As the long anticipated warm weather arrives, students will shed their mittens and parkas for tank tops and flip-flops. But watch where you step with those nice new sandals…the geese are back in town! The fall semester was filled with student complaints about the more than 360 Canada geese defecating all over campus walkways, clogging up car and foot traffic and being downright aggressive toward innocent students walking to class.
What used to be an annoyance has now become a public safety issue and is causing hazardous driving conditions. Students are tracking fecal matter into residence halls and academic buildings making it more likely for them to become sick from the bacteria. Because the geese are overgrazing the grass around Roth Pond, the Pond will again face the problem it did during the fall semester when it turned a sickly, radioactive green due to the geese-induced algae blooms.

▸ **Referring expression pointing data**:
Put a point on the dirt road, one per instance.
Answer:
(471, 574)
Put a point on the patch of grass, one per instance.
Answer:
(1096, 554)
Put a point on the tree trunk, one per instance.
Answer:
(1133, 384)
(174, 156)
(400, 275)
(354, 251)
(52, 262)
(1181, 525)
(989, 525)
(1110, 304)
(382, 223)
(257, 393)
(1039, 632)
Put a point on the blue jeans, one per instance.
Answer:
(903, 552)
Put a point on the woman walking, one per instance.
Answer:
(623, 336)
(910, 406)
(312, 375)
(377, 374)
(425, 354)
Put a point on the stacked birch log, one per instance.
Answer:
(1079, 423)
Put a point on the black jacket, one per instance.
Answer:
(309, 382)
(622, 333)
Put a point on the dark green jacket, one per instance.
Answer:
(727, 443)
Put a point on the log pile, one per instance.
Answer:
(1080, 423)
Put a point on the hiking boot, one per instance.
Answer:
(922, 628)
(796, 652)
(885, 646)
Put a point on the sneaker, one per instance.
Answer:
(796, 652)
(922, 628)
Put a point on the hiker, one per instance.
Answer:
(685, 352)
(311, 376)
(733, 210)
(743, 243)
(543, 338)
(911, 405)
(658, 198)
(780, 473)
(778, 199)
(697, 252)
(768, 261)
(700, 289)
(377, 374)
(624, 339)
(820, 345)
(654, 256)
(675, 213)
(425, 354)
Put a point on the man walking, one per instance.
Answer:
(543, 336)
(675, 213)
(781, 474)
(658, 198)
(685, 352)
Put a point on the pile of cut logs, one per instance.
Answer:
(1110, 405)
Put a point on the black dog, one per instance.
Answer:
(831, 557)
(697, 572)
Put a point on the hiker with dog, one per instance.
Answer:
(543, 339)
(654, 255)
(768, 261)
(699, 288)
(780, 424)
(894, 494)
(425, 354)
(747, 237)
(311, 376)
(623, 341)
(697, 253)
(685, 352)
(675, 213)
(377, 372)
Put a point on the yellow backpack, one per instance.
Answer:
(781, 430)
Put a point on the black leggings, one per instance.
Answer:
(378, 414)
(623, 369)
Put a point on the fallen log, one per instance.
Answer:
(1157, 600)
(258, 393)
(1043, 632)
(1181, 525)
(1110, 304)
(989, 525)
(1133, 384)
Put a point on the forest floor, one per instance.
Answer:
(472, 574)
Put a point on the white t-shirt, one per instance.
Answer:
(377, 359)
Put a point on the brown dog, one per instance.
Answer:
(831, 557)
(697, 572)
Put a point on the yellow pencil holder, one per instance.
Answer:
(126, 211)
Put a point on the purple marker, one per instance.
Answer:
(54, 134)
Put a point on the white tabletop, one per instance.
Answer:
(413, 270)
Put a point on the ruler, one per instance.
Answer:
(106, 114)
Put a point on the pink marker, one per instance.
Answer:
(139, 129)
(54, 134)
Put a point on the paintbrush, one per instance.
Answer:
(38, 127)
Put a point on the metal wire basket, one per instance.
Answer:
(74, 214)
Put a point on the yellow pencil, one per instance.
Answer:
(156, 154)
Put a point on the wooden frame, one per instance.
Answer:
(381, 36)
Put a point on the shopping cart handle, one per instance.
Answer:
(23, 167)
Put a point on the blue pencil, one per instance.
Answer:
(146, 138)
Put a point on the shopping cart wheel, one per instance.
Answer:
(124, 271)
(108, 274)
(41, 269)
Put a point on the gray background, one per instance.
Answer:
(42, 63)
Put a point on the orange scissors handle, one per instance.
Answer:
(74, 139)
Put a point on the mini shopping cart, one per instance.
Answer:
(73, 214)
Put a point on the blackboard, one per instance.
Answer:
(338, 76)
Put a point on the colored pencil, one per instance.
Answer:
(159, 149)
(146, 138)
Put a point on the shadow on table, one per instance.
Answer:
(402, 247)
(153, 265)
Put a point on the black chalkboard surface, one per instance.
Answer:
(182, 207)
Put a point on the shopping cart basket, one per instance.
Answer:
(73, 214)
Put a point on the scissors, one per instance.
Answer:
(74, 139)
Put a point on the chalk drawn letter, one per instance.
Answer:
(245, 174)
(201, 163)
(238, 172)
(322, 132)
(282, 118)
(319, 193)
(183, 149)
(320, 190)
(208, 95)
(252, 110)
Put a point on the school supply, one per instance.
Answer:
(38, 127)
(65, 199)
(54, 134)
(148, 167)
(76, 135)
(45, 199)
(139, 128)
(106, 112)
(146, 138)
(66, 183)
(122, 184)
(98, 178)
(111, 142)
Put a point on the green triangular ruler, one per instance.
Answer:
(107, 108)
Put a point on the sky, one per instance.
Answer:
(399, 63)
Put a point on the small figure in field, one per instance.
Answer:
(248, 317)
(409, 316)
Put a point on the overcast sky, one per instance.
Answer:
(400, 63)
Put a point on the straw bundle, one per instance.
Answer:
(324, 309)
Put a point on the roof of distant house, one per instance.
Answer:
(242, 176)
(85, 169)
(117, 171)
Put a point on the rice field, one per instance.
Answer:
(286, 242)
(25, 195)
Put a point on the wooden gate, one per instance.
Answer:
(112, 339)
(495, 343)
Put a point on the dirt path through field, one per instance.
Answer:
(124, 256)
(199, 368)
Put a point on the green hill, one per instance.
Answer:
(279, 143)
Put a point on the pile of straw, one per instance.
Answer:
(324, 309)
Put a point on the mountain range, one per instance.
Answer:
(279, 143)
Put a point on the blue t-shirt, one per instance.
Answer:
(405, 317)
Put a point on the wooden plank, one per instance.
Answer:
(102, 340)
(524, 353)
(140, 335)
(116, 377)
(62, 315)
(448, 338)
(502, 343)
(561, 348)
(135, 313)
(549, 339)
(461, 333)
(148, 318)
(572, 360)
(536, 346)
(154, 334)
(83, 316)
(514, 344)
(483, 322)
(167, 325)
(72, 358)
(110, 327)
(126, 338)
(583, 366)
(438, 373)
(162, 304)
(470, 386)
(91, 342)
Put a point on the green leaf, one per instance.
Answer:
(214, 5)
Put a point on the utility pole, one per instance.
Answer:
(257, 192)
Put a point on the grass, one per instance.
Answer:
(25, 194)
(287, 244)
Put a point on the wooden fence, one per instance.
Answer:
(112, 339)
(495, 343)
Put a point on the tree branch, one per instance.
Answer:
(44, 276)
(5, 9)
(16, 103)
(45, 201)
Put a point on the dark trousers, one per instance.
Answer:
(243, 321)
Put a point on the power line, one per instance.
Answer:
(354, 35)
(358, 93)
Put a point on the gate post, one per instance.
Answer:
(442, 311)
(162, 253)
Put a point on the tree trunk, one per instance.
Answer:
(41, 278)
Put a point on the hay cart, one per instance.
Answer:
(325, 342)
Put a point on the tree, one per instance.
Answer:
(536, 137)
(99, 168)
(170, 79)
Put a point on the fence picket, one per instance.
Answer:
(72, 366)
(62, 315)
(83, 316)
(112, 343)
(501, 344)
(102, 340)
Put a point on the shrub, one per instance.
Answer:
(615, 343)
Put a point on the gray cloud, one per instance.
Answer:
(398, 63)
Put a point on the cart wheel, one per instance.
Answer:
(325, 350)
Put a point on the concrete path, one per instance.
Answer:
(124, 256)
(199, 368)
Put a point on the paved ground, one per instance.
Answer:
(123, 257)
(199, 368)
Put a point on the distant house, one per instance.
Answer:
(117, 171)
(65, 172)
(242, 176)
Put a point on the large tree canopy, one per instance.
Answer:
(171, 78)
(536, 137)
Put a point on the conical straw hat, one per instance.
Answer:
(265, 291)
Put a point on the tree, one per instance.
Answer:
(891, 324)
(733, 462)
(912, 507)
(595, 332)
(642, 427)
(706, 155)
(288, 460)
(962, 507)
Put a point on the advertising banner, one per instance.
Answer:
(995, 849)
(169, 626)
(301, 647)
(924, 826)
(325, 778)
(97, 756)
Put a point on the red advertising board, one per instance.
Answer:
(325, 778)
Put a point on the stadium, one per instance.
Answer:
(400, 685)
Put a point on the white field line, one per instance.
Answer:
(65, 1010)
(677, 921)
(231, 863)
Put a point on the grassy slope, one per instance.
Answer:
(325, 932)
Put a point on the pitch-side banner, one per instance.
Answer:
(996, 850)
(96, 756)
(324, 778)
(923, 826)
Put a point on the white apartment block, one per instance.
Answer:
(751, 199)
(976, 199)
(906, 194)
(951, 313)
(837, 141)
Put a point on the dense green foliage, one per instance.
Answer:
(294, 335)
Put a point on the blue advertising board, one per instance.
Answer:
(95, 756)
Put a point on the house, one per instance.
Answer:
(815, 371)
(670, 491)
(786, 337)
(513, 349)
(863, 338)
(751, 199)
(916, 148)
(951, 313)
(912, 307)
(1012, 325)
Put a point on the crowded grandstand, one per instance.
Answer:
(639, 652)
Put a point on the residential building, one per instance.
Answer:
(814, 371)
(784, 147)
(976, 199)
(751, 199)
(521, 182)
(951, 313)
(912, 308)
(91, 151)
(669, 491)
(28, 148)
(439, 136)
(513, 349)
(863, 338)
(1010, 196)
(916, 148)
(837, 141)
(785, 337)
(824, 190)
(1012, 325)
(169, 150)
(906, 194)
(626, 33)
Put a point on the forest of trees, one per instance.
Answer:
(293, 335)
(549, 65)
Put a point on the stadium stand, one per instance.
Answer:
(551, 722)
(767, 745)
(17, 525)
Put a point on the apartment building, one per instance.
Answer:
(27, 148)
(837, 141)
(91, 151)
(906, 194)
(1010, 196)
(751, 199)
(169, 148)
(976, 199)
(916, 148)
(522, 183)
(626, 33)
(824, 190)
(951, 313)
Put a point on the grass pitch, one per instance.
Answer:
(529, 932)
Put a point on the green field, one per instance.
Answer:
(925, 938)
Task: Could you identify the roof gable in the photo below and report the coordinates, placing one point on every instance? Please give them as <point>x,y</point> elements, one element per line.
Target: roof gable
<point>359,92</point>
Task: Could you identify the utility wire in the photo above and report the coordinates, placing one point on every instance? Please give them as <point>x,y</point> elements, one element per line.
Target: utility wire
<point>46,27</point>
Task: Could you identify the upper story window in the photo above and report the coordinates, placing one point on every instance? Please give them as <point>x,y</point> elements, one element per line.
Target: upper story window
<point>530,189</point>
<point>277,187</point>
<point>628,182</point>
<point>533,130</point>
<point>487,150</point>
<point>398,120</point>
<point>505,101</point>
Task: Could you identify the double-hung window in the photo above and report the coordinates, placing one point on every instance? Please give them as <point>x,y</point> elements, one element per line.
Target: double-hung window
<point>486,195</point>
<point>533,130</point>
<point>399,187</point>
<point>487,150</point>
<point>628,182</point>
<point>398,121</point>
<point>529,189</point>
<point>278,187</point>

▸ **Instructions for the task**: From the text about the geese on campus, reproduce word for word the part that opens with the words containing "What used to" and closes with "geese-induced algae blooms.".

▸ **The completed task**:
What used to be an annoyance has now become a public safety issue and is causing hazardous driving conditions. Students are tracking fecal matter into residence halls and academic buildings making it more likely for them to become sick from the bacteria. Because the geese are overgrazing the grass around Roth Pond, the Pond will again face the problem it did during the fall semester when it turned a sickly, radioactive green due to the geese-induced algae blooms.